Duplicate each of the rows below character for character, with no changes.

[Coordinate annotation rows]
## Begin

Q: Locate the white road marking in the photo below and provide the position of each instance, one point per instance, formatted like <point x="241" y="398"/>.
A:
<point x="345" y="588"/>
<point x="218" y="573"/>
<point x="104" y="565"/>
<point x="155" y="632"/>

## End

Right answer ->
Q: Locate the white road marking in the photo below and provide the position of each instance, one point per instance, formatted like <point x="241" y="398"/>.
A:
<point x="345" y="588"/>
<point x="218" y="573"/>
<point x="104" y="565"/>
<point x="155" y="632"/>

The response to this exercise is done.